## What you have to do
Reproduce the following material verbatim, line for line.

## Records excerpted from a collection
§

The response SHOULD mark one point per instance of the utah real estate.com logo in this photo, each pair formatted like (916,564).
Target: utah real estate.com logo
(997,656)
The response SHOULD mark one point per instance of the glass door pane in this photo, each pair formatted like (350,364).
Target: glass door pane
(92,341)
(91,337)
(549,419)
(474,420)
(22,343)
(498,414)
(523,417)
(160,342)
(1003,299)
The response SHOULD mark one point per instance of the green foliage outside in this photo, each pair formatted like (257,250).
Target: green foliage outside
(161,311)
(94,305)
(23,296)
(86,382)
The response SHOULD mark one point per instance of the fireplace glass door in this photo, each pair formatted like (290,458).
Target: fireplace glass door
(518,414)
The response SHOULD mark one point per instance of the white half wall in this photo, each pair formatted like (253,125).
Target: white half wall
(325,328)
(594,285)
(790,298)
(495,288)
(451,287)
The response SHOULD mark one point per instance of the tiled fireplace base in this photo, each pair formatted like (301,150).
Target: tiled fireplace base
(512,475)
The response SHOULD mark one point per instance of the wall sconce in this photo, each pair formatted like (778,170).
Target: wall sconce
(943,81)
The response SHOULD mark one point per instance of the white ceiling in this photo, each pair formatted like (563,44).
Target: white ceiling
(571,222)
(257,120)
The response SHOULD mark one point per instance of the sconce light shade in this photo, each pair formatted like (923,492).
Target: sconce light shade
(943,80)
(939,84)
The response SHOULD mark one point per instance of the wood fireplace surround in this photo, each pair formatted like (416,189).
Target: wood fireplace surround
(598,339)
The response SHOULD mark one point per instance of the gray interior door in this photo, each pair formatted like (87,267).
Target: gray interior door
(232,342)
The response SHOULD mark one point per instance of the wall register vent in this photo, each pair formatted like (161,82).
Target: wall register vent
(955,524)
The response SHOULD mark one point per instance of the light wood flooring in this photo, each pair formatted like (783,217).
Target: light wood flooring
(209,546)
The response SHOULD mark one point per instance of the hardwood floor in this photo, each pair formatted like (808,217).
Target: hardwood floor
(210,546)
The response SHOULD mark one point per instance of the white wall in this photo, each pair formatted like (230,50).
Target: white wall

§

## Answer in full
The response SHOULD mark one point per instance of the utah real estate.com logo in this photo, each pair formatted like (916,564).
Target: utah real estate.com logo
(997,656)
The response SHOULD mark one point per instance of the glass door pane in this photo, each pair formatted like (350,364).
Target: glass door pane
(92,341)
(91,337)
(549,419)
(474,420)
(22,343)
(498,414)
(523,417)
(160,342)
(1003,299)
The response SHOULD mark one point per instance of the green foliage outside in this photo, each pair formatted like (257,250).
Target: green foliage outside
(161,311)
(94,305)
(23,296)
(86,382)
The response SHOULD mark one point per instance of the fireplace glass door in this photo, each pair formatted like (290,458).
Target: fireplace glass door
(518,414)
The response SHOULD mark one point per instance of the white half wall in this photo, each pair formatted like (253,125).
Target: white half wall
(325,328)
(594,285)
(790,298)
(495,288)
(451,287)
The response SHOULD mark one point per instance of the tiled fireplace base in this photo, each pair formatted like (301,150).
Target: tiled fireplace base
(512,475)
The response SHOULD mark one point per instance of the wall sconce in this photo, each pair formatted like (778,170).
Target: wall sconce
(943,81)
The response SHOULD mark one point per instance of the white ceiling in this photo, each pair formatted like (563,44).
Target: white ceiling
(571,222)
(257,120)
The response SHOULD mark one point per instance of the sconce light shade in this photo, each pair formatted like (923,492).
Target: sconce light shade
(943,80)
(939,84)
The response SHOULD mark one point per instance of the wood fireplace surround in this photo, each pair formatted like (416,189).
Target: wood fireplace surround
(598,339)
The response SHOULD mark one point per instance of the gray interior door in this photo, each pair formatted like (87,267).
Target: gray interior door
(232,342)
The response SHOULD mark one point per instance of the wall register vent in this photo, each pair formatted like (161,82).
Target: wall register vent
(955,524)
The response SHOULD mark one point per instance of the light wood flooring in this photo, each pair formatted like (783,217).
Target: light wood flooring
(209,546)
The response SHOULD mark one point per instance of the hardwood floor in this photo, each pair formatted like (808,217).
Target: hardwood floor
(210,546)
The response SHOULD mark one point per instance of the white wall in this photo, each pair formatted like (230,50).
Target: white wall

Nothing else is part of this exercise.